● EXCERPT PROVIDED:
|---|
It is a proof of the defeatist and legalistic attitude of the parliamentary left, KKE and Syriza, that they did not attempt to organise protests.

KKE especially was dismissive about such protest as not measuring up to their standard of “working-class struggle”.

Syriza leader Alexis Tsipras said: “We are asking the people who spontaneously wish to protest, and that is their right, to be cautious. There is a concrete possibility for a provocative action and the potential to utilise the anger and resentment of the majority of the population in favour of the capitalist system”.

KKE kept reproducing in its paper Rizospastis information coming straight from the conservative press about potential provocations and the preparations of paramilitary right-wing forces.

But the response to the climate of fear and the iron-heel policy of the government should not have been to encourage people to stay at home, but to make the working-class movement sufficiently organised and politically mature to deal with the police. To oppose mobilisation on the grounds of fearing provocation and possible cancellation of the elections due in late April or May will lead to elections taking place in a climate of fear.

The far-left coalition Antarsya and other forces of the revolutionary left organised and led most of the counter-protests.

Antarsya interpreted the counter parades as protests against the government and a warning to the next government.

The government wants us to believe that the decision to call for elections on 29 April or 6 May was its own decision. But both the government and the EU/ ECB/ IMF Troika would have liked to impose Papademos’s unelected and unaccountable government for at least another 18 months.

Working-class people should gain confidence from the fact that through our protests, demonstrations, strikes, and occupations we have won the right to a say, albeit a very limited one, in parliamentary elections.
|---|
● EXTRACTED RECORDS:
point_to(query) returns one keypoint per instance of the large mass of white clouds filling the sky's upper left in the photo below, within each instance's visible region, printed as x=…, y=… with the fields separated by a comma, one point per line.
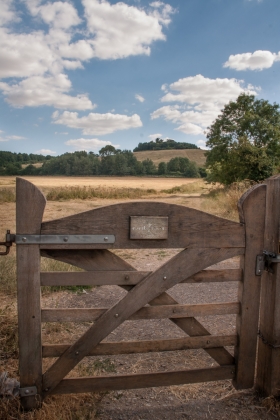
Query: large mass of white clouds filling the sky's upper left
x=39, y=57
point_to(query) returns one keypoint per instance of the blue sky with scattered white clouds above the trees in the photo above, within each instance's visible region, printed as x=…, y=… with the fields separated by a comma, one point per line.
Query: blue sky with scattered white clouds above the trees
x=81, y=74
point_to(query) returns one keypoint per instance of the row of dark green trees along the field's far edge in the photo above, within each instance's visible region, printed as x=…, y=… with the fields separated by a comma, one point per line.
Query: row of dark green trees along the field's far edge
x=109, y=161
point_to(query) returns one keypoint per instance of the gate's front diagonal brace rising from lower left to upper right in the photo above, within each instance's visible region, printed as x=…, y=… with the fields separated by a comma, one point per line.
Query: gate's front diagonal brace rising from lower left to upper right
x=185, y=264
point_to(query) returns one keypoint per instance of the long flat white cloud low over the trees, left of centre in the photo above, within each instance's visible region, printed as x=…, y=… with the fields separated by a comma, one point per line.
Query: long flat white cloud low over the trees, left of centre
x=97, y=124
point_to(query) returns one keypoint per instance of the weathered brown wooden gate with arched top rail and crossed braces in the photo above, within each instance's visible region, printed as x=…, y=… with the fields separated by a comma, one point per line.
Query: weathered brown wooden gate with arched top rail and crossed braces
x=84, y=240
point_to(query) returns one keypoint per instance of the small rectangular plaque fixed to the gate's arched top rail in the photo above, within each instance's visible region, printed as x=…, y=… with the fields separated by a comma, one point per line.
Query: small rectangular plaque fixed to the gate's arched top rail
x=148, y=227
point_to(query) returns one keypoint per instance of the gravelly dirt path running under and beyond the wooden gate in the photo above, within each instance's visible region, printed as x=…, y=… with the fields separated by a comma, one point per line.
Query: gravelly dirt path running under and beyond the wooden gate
x=215, y=400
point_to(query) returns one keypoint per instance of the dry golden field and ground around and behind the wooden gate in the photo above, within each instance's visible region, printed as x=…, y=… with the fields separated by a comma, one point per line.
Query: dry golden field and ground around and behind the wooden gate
x=217, y=400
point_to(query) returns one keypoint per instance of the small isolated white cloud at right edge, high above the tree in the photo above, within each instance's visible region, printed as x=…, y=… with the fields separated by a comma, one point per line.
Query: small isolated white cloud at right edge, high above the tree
x=257, y=60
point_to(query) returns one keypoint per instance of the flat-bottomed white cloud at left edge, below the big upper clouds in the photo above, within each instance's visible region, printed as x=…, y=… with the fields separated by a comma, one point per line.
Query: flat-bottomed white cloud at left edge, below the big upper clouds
x=40, y=90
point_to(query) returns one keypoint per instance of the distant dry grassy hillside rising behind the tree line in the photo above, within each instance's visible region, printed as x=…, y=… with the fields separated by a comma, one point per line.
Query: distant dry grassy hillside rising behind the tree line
x=194, y=155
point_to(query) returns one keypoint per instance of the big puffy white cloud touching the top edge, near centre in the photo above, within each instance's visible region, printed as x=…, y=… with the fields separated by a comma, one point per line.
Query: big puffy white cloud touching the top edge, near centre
x=111, y=23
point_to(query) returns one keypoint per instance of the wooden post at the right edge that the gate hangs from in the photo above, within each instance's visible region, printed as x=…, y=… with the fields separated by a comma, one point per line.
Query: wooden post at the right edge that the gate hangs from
x=268, y=363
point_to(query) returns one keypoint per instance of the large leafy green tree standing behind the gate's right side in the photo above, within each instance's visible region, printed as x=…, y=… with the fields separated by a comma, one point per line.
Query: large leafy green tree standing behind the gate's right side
x=244, y=141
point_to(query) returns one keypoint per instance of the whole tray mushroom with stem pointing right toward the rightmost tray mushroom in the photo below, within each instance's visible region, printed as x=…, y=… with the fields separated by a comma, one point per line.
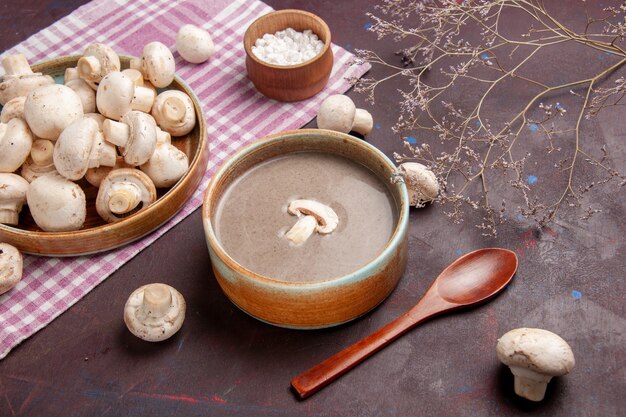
|---|
● WORK TO COMPLETE:
In the text on the Greek left and the protests, who organized and led most of the counter-protests?

● RESULT OF THIS TASK:
The far-left coalition Antarsya and other forces of the revolutionary left.